WHAT TO WORK ON:
From the line that contains "bbox: crenellated parapet" through the line that contains "bbox: tree trunk", output every line of the listing below exactly and leave out all the rest.

========

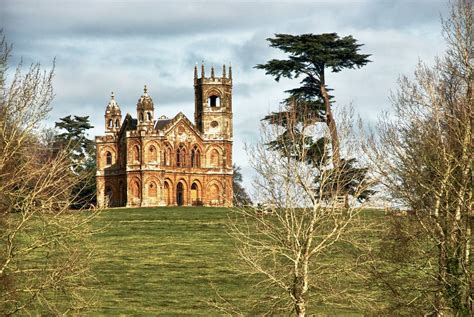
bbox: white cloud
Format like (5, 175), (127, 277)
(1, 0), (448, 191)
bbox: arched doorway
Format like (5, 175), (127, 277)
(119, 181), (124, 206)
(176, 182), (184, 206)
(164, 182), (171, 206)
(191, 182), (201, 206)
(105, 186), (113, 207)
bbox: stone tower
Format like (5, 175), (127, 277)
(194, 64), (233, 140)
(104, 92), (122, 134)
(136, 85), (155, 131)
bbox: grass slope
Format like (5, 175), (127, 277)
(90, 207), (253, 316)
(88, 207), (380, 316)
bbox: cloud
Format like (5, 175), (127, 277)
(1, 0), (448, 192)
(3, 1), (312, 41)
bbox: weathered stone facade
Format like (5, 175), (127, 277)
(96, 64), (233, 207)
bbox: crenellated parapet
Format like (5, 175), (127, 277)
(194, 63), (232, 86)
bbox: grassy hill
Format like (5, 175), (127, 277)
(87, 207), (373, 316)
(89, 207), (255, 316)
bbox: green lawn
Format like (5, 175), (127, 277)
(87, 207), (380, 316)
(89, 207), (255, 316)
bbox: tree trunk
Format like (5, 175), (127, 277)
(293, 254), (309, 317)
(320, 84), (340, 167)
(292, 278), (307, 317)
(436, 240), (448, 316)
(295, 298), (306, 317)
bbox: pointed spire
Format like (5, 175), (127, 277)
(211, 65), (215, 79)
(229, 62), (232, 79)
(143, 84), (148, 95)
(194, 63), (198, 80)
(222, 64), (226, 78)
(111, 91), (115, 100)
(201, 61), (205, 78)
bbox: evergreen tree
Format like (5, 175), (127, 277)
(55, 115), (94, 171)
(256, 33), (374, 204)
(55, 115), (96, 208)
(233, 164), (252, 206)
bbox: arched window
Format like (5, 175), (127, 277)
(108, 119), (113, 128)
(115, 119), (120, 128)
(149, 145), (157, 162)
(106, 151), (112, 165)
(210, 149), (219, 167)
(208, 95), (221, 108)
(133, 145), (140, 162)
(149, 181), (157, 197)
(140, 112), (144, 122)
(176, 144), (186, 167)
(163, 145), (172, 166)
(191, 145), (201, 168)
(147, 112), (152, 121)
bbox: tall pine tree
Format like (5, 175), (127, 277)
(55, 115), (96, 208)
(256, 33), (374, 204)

========

PROBLEM SOLUTION:
bbox: crenellated parapet
Format like (5, 175), (127, 277)
(194, 63), (232, 86)
bbox: grassy hill
Format like (5, 175), (127, 277)
(87, 207), (373, 316)
(89, 207), (255, 316)
bbox: green lawn
Format like (5, 175), (127, 277)
(87, 207), (380, 316)
(89, 207), (255, 316)
bbox: tree trunk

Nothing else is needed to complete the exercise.